* [Exercise brief]:
Render all of the following items as a numbered list, omitting blank lines and excluding the pictures from your answer.

[Items stored from a collection]
--- BEGIN ---
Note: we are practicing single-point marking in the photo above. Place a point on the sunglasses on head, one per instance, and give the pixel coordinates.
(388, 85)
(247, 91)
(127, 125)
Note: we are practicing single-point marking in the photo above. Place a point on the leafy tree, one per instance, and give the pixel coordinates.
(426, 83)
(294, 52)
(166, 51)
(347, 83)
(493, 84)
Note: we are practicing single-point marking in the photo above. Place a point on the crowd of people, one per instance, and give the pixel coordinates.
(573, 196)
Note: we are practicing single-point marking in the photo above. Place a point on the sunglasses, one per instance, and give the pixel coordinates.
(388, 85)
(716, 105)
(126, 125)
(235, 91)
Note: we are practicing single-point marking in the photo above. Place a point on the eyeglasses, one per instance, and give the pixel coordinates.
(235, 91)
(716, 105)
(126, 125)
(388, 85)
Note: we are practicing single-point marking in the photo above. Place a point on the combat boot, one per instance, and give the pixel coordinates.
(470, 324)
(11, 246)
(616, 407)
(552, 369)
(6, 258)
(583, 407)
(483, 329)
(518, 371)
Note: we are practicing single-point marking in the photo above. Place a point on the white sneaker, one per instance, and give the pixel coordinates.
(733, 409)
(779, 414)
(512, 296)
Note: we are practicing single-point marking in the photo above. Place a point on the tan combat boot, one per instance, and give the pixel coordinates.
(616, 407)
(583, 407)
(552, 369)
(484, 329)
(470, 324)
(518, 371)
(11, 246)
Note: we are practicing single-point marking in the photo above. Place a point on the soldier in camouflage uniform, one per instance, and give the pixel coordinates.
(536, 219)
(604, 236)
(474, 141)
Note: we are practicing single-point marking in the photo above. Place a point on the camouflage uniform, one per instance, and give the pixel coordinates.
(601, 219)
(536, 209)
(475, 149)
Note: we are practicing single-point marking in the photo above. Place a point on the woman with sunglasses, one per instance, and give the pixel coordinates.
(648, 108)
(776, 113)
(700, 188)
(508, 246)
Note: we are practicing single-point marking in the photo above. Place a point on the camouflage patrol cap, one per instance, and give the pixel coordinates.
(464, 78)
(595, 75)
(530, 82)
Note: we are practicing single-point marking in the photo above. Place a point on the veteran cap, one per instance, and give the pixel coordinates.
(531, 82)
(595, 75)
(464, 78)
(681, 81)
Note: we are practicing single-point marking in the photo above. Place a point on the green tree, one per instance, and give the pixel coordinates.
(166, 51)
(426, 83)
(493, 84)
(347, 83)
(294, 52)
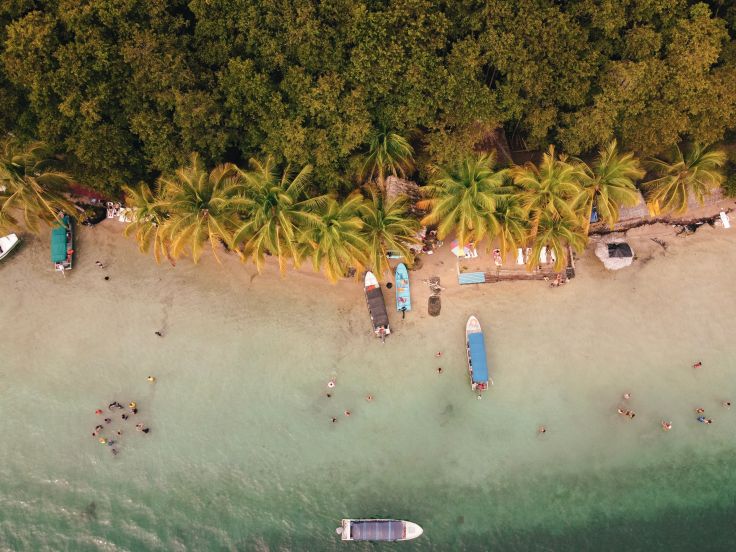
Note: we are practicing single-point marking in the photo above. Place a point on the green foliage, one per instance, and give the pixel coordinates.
(335, 242)
(695, 173)
(610, 183)
(30, 187)
(463, 199)
(125, 89)
(387, 226)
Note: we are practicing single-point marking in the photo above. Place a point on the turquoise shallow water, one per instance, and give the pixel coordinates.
(242, 454)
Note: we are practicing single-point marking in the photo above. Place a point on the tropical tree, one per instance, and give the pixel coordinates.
(609, 184)
(463, 198)
(696, 172)
(387, 226)
(29, 186)
(513, 224)
(276, 210)
(199, 207)
(550, 187)
(556, 233)
(388, 153)
(335, 241)
(148, 219)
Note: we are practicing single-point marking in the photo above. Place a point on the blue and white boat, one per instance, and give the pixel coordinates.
(62, 244)
(476, 350)
(403, 295)
(378, 530)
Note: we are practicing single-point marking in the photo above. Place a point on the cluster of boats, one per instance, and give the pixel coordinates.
(62, 244)
(474, 340)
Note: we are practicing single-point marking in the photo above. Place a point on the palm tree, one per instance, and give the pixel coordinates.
(463, 198)
(335, 242)
(276, 210)
(609, 184)
(556, 233)
(199, 207)
(550, 188)
(30, 186)
(148, 218)
(697, 173)
(513, 225)
(388, 153)
(387, 227)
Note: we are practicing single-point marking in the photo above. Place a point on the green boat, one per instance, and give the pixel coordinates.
(62, 244)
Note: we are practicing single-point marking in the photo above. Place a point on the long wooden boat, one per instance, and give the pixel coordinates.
(376, 306)
(62, 244)
(476, 354)
(378, 530)
(403, 294)
(7, 244)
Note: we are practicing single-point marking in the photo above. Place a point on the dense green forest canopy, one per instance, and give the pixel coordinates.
(127, 89)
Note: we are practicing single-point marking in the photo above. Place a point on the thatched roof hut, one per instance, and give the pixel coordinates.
(614, 253)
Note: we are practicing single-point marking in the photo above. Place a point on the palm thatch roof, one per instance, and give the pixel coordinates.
(615, 253)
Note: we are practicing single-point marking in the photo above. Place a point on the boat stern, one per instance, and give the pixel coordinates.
(412, 530)
(344, 530)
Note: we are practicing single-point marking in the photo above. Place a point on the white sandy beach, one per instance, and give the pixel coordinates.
(243, 366)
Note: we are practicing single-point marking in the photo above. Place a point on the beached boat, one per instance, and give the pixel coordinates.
(378, 530)
(7, 244)
(403, 295)
(62, 244)
(476, 351)
(376, 306)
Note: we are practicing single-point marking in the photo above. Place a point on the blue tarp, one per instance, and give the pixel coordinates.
(58, 242)
(478, 358)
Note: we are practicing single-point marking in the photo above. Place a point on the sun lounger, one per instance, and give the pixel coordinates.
(725, 220)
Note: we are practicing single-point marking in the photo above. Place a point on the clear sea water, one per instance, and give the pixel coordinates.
(243, 455)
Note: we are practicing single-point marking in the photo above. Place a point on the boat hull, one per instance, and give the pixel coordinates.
(476, 356)
(376, 306)
(378, 530)
(403, 290)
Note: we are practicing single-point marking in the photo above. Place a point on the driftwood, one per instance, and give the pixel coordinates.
(435, 305)
(684, 223)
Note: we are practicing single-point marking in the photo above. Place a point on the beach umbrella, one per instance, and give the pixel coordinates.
(465, 251)
(456, 249)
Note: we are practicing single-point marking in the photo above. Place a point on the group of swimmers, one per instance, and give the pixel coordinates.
(132, 410)
(666, 425)
(331, 385)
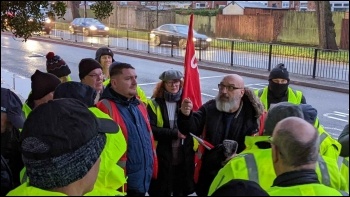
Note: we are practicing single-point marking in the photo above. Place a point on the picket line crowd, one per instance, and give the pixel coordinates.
(102, 136)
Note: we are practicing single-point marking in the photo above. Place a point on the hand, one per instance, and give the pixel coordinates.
(186, 106)
(180, 135)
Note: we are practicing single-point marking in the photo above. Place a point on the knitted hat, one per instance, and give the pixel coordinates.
--- END ---
* [Full response]:
1. Note: we are practicing single-point marking in the photo above. Place a point on the sunglasses on head, one per instance, and give the pixel coordinates.
2. (388, 85)
3. (247, 91)
4. (127, 125)
5. Note: we are practicing single-point marking in the photo above. Place a point on the leafy tree, one per instance, and give the pixel coordinates.
6. (426, 83)
7. (294, 52)
8. (166, 51)
9. (347, 83)
10. (493, 84)
11. Note: we are practicing single-point marking in the photo above. Place a point on the crowd of people, one per instance, and give the pixel coordinates.
12. (573, 196)
13. Note: we are practicing single-point marking in the photo above. Place a point on the sunglasses, one per instance, and give the pixel coordinates.
14. (388, 85)
15. (716, 105)
16. (126, 125)
17. (235, 91)
18. Note: we are practicing single-point marking in the photo above. Place a point on the eyeglasses, one per instance, and give the pixel coordinates.
19. (235, 91)
20. (716, 105)
21. (126, 125)
22. (388, 85)
23. Note: we are practicing single-point marking in the photo above. Place a point on the combat boot, one per instance, and give the pixel coordinates.
24. (470, 324)
25. (11, 246)
26. (616, 407)
27. (552, 369)
28. (6, 258)
29. (583, 407)
30. (483, 329)
31. (518, 371)
32. Note: we are practicing single-point marking in the photo above. Place a point on the white sneaker, one per instance, and give the pixel coordinates.
33. (733, 409)
34. (779, 414)
35. (512, 296)
36. Note: we are practicing single-point marking in the photo above. Place a point on the tan combat boot, one per instance, and give the pixel coordinates.
37. (616, 407)
38. (583, 407)
39. (552, 369)
40. (484, 329)
41. (470, 324)
42. (518, 371)
43. (11, 246)
44. Note: we are practicing single-point marking in the photo above. Place a point on the soldier in camouflage uniform, one per instance, and give the pixel coordinates.
45. (536, 219)
46. (604, 236)
47. (474, 141)
48. Note: we are practicing single-point marking in the photo above. Place a point on the camouflage uniform, one per instance, and give the pixel coordinates.
49. (601, 219)
50. (536, 209)
51. (475, 149)
52. Note: we are practicing single-point marking in the photo above. Place a point on the woman with sunglasses, one per instance, and give the pixel coordinates.
53. (648, 108)
54. (776, 113)
55. (700, 188)
56. (508, 246)
57. Note: we are practicing single-point marking in the photo above. Place a point on the camouflage patrol cap, one per instance, and give the pixel coordinates.
58. (464, 78)
59. (595, 75)
60. (530, 82)
61. Note: we are practicing single-point marking in the photo above. Place a point on the veteran cap, one per instance, and give the pixel coordinates.
62. (531, 82)
63. (595, 75)
64. (464, 78)
65. (681, 81)
66. Note: we are practicing single-point marking in the photo above. Place a point on the green tree, one per instance, and give the pixel coordinates.
67. (166, 51)
68. (426, 83)
69. (493, 84)
70. (347, 83)
71. (294, 52)
72. Note: we are practicing single-point marking in the photo above. Place a point on the green foliage, one per instance, and give the pixel coordinates.
73. (335, 242)
74. (695, 173)
75. (610, 183)
76. (30, 187)
77. (463, 199)
78. (125, 89)
79. (387, 226)
80. Note: we are practicing single-point marking in the photo above. Place a point on the turquoise shallow water, one per instance, and give the pixel coordinates.
81. (242, 454)
82. Note: we are practicing single-point marking in the photo above. Place a point on the tropical tree, one per instance, and give the pixel coordinates.
83. (609, 184)
84. (463, 198)
85. (696, 172)
86. (387, 226)
87. (29, 186)
88. (513, 224)
89. (276, 210)
90. (199, 207)
91. (550, 187)
92. (556, 233)
93. (388, 153)
94. (335, 241)
95. (148, 219)
96. Note: we are practicing single-point marking in the photo above. Place a point on the blue and white boat, one per instance, and give the pixel coordinates.
97. (62, 244)
98. (476, 350)
99. (403, 295)
100. (378, 530)
101. Note: we are practicing single-point marking in the photo above. Place a point on the cluster of boats, one per instance, and give the pixel coordinates.
102. (62, 244)
103. (474, 340)
104. Note: we are practicing single-point marking in the photo above. Place a point on the palm tree, one per instance, and give the pixel coordinates.
105. (463, 198)
106. (335, 242)
107. (276, 210)
108. (609, 184)
109. (556, 233)
110. (199, 207)
111. (550, 188)
112. (30, 186)
113. (148, 218)
114. (697, 173)
115. (513, 225)
116. (388, 153)
117. (387, 227)
118. Note: we are practicing single-point marking in the photo above. Place a point on the green boat, one per instance, and give the pixel coordinates.
119. (62, 244)
120. Note: we are practicing single-point marking in the photo above. Place a point on the long wooden boat, one per instance, and give the pixel coordinates.
121. (376, 306)
122. (62, 244)
123. (476, 354)
124. (378, 530)
125. (403, 294)
126. (7, 244)
127. Note: we are practicing single-point marking in the photo above. Place a point on the dense green forest canopy, one per instance, and give the pixel coordinates.
128. (127, 89)
129. Note: we are practicing single-point marking in the photo above. Place a point on the thatched roof hut, one per instance, and give the pixel coordinates.
130. (614, 253)
131. Note: we are practicing single-point marking in the photo above. Place a point on the palm thatch roof, one per instance, and give the pixel coordinates.
132. (615, 253)
133. Note: we are practicing single-point marking in the photo above. Place a point on the boat stern, one per instance, and give the pixel coordinates.
134. (412, 530)
135. (344, 530)
136. Note: we are practicing single-point marking in the photo above. Place a point on the white sandy beach, one per instance, and give the pixel coordinates.
137. (243, 366)
138. Note: we are practicing single-point marking in the photo above. Place a point on the beached boat, one per instance, and give the pixel coordinates.
139. (378, 530)
140. (7, 244)
141. (403, 295)
142. (62, 244)
143. (476, 351)
144. (376, 306)
145. Note: we are practicing single-point marking in the photo above. Place a point on the blue tarp, one per instance, and give the pixel coordinates.
146. (58, 242)
147. (478, 358)
148. Note: we are practicing single-point marking in the photo above. Place a point on the sun lounger, one per instance, and give the pixel coordinates.
149. (725, 220)
150. Note: we are practicing single-point marking in the photo above. Place a point on the clear sea water, one per instance, and give the pixel coordinates.
151. (243, 455)
152. Note: we are practicing single-point marking in the photo above. Place a point on the boat hull, one per instance, and give the pixel coordinates.
153. (476, 356)
154. (376, 306)
155. (378, 530)
156. (403, 290)
157. Note: we are practicing single-point marking in the photo above. Place a point on the driftwood, one per instance, and give the pixel coordinates.
158. (435, 305)
159. (684, 223)
160. Note: we are practicing single-point marking in the photo above. Place a point on the beach umbrella, one per instance, and give the pixel coordinates.
161. (465, 251)
162. (456, 249)
163. Note: we are practicing single-point marking in the photo above. Place a point on the group of swimmers, one per instance, and give the pixel coordinates.
164. (132, 410)
165. (666, 425)
166. (331, 385)
167. Note: we are practicing single-point marking in the photo above. Place a point on the picket line crowd, one per instance, and give the pixel coordinates.
168. (102, 136)
169. Note: we are practicing single-point marking in the photo above. Place a point on the hand, one per instance, and give the pixel coordinates.
170. (186, 106)
171. (180, 135)
172. Note: we are practicing single-point marking in the photo above. Place a point on the knitted hat, one per instance, and give the pixel coordinates.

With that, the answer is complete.